__Page text__
────────
A simple plaque mounted on an exterior wall pays homage to the hotel’s history and reads:

“Headquarters of German intelligence services before welcoming, in 1945, the survivors of the camps.” As for the survivors themselves, I was surprised to learn that up until a couple of years before the renovation, a group of them returned to the Lutetia every month to meet over dinner.

“There are two categories of deportees regarding the Lutetia,” explained Assouline, who joined in these unique dinners every month for a year while working on the book.

“There are those who can’t bear the idea, not only of returning to the interior, but also passing in front of it in the street because it brings back memories of Auschwitz. And there are those, for whom the Lutetia is a good memory, because returning from Auschwitz and to the Lutetia was returning to life.”
────────
__Recorded information__
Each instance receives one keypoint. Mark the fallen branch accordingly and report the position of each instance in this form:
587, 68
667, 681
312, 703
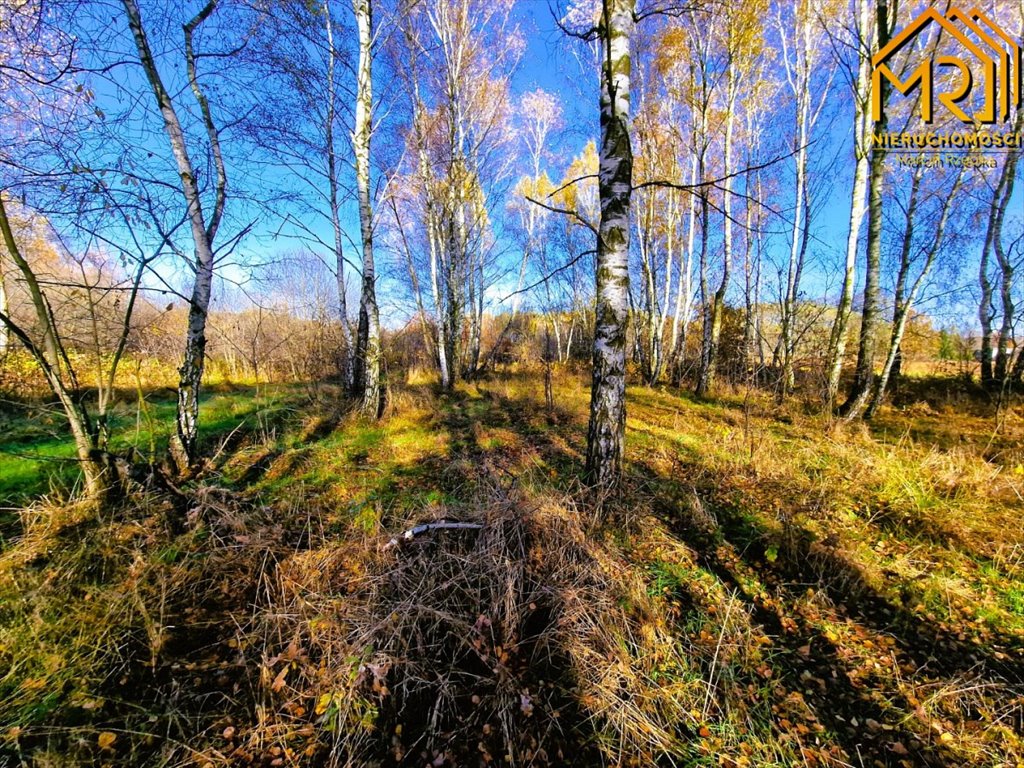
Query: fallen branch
426, 527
────────
__Written request 1__
In the Lutetia hotel passage, what does the plaque on the exterior wall say?
__Written request 2__
Write the next part of the Lutetia hotel passage, starting after its final sentence.

__Task response 1__
"Headquarters of German intelligence services before welcoming, in 1945, the survivors of the camps."

__Task response 2__
Marceline Loriden-Ivens falls into the latter camp.

“The hotel Lutetia… was a sort of liberation,” she said. “And at the same time, it was a transition. A brief visit.”

She was a member of the group who gathered in the dining room for monthly dinners, she said, but since the group that has grown ever smaller over the years, the revival of the dinner meetings at the revamped Lutetia is dubious.

Even so, she has no qualms about taking a peek inside.  

“Since I am still alive, I would gladly go back,” she said with a laugh. “It’s a beautiful place and a beautiful hotel.”